PASSAGE GIVEN ->

#####

Documentation
¶
Overview ¶
Package Geometry2D provides methods for working with Geometry2D object instances.
Index ¶
- func Advanced() class
- func ClipPolygons(polygon_a []Vector2.XY, polygon_b []Vector2.XY) [][]Vector2.XY
- func ClipPolylineWithPolygon(polyline []Vector2.XY, polygon []Vector2.XY) [][]Vector2.XY
- func ConvexHull(points []Vector2.XY) []Vector2.XY
- func DecomposePolygonInConvex(polygon []Vector2.XY) [][]Vector2.XY
- func ExcludePolygons(polygon_a []Vector2.XY, polygon_b []Vector2.XY) [][]Vector2.XY
- func GetClosestPointToSegment(point Vector2.XY, s1 Vector2.XY, s2 Vector2.XY) Vector2.XY
- func GetClosestPointToSegmentUncapped(point Vector2.XY, s1 Vector2.XY, s2 Vector2.XY) Vector2.XY
- func GetClosestPointsBetweenSegments(p1 Vector2.XY, q1 Vector2.XY, p2 Vector2.XY, q2 Vector2.XY) []Vector2.XY
- func IntersectPolygons(polygon_a []Vector2.XY, polygon_b []Vector2.XY) [][]Vector2.XY
- func IntersectPolylineWithPolygon(polyline []Vector2.XY, polygon []Vector2.XY) [][]Vector2.XY
- func IsPointInCircle(point Vector2.XY, circle_position Vector2.XY, circle_radius Float.X) bool
- func IsPointInPolygon(point Vector2.XY, polygon []Vector2.XY) bool
- func IsPolygonClockwise(polygon []Vector2.XY) bool
- func LineIntersectsLine(from_a Vector2.XY, dir_a Vector2.XY, from_b Vector2.XY, dir_b Vector2.XY) any
- func MergePolygons(polygon_a []Vector2.XY, polygon_b []Vector2.XY) [][]Vector2.XY
- func OffsetPolygon(polygon []Vector2.XY, delta Float.X) [][]Vector2.XY
- func OffsetPolyline(polyline []Vector2.XY, delta Float.X) [][]Vector2.XY
- func PointIsInsideTriangle(point Vector2.XY, a Vector2.XY, b Vector2.XY, c Vector2.XY) bool
- func SegmentIntersectsCircle(segment_from Vector2.XY, segment_to Vector2.XY, circle_position Vector2.XY, ...) Float.X
- func SegmentIntersectsSegment(from_a Vector2.XY, to_a Vector2.XY, from_b Vector2.XY, to_b Vector2.XY) any
- func TriangulateDelaunay(points []Vector2.XY) []int32
- func TriangulatePolygon(polygon []Vector2.XY) []int32
- type Atlas
- type PolyBooleanOperation
- type PolyEndType
- type PolyJoinType
Constants ¶
This section is empty.

#####

DATASET EXTRACT ->
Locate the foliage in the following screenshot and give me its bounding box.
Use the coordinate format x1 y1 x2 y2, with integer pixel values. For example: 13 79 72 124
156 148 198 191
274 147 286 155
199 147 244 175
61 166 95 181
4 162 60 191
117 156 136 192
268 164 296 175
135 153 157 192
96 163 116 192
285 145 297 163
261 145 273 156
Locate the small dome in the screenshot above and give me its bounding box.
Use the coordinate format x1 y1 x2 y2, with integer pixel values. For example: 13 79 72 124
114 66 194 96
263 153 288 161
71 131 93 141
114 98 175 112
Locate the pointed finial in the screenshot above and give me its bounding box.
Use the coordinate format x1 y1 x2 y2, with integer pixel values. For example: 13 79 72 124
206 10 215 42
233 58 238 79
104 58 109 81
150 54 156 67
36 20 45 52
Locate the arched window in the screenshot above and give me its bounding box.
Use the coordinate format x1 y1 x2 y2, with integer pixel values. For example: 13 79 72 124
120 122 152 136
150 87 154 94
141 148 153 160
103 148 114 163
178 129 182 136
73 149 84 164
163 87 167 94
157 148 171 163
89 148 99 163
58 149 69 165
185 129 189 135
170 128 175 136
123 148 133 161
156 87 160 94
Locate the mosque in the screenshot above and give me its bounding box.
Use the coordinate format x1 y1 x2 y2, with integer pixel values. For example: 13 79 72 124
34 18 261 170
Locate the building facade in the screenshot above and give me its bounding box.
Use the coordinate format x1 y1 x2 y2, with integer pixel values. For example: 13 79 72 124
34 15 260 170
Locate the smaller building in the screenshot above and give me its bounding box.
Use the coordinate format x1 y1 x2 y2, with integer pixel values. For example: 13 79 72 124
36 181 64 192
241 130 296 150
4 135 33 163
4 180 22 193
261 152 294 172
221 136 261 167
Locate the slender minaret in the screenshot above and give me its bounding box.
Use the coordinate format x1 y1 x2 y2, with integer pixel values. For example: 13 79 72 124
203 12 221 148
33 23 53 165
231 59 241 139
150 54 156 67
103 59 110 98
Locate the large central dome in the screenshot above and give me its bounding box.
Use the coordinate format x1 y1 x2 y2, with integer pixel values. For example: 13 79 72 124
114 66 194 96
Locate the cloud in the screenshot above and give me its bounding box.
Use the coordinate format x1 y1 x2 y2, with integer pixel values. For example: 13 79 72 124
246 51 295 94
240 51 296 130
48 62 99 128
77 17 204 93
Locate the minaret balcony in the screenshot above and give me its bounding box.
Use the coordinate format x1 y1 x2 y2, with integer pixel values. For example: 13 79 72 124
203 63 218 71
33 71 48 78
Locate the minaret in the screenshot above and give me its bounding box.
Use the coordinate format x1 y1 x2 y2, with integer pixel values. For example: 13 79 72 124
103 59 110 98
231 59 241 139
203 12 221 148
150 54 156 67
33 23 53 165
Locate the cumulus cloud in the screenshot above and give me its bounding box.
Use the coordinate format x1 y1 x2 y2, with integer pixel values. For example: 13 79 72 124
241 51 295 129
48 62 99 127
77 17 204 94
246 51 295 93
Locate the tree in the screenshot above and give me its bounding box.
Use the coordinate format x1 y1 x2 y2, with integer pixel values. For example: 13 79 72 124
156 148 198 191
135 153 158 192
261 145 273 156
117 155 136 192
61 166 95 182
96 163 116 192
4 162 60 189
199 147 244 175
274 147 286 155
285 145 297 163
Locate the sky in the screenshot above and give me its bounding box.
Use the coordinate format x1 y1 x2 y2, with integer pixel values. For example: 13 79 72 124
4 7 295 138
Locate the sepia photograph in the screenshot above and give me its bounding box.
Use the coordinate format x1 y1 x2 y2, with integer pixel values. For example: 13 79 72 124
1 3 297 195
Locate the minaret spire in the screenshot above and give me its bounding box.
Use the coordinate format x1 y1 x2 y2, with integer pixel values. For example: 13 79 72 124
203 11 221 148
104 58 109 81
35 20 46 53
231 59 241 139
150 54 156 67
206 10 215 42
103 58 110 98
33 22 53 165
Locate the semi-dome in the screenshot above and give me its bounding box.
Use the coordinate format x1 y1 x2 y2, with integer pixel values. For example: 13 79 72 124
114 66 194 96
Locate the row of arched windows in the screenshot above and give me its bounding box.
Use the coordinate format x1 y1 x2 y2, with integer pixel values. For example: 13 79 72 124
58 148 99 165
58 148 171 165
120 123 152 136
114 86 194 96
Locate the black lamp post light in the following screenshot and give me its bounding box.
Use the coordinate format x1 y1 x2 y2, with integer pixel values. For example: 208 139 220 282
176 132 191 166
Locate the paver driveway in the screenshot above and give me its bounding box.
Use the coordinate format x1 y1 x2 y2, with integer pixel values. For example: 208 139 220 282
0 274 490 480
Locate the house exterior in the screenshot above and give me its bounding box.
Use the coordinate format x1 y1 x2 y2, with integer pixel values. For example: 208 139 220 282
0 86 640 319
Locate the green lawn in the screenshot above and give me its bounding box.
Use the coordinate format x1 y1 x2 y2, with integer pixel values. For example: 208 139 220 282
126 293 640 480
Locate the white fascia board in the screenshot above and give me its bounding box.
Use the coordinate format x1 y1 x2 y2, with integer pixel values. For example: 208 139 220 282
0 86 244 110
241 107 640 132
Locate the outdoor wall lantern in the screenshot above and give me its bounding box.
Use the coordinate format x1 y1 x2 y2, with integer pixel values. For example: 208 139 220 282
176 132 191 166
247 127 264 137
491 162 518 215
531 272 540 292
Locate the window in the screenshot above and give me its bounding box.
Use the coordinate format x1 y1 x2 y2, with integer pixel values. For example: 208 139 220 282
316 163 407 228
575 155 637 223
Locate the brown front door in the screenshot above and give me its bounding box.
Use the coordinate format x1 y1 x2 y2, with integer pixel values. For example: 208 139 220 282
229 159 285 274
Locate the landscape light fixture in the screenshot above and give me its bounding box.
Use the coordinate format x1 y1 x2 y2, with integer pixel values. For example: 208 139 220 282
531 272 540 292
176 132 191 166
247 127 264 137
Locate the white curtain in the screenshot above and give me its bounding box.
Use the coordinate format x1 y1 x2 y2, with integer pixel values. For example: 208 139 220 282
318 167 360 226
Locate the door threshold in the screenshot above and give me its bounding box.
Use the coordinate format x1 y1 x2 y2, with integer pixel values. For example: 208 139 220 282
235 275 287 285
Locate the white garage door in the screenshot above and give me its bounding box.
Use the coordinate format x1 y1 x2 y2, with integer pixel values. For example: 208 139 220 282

#####

TASKS AND EXERCISES ->
1. In the records, reproduce the lines between the one holding "Locate the sepia" and the one holding "1 3 297 195", inclusive, swapping "sepia photograph" for "black-and-white photograph" and leaving everything else unchanged.
2. Write the next part of the Geometry2D package documentation, picking up after its last line.
The records have no connection to the Geometry2D package documentation.

TASK RESPONSES ->
1.
Locate the black-and-white photograph in the screenshot above and give me its bounding box.
Use the coordinate format x1 y1 x2 y2, with integer pixel values. For example: 13 79 72 124
1 3 297 195

2.
Variables ¶
This section is empty.
Functions ¶
func Advanced ¶
func Advanced() class
Advanced exposes a 1:1 low-level instance of the class, undocumented, for those who know what they are doing.
func ClipPolygons ¶
Clips [param polygon_a] against [param polygon_b] and returns an array of clipped polygons. This performs [constant OPERATION_DIFFERENCE] between polygons. Returns an empty array if [param polygon_b] completely overlaps [param polygon_a]. If [param polygon_b] is enclosed by [param polygon_a], returns an outer polygon (boundary) and inner polygon (hole) which could be distinguished by calling [method is_polygon_clockwise].
func ClipPolylineWithPolygon ¶
Clips [param polyline] against [param polygon] and returns an array of clipped polylines. This performs [constant OPERATION_DIFFERENCE] between the polyline and the polygon. This operation can be thought of as cutting a line with a closed shape.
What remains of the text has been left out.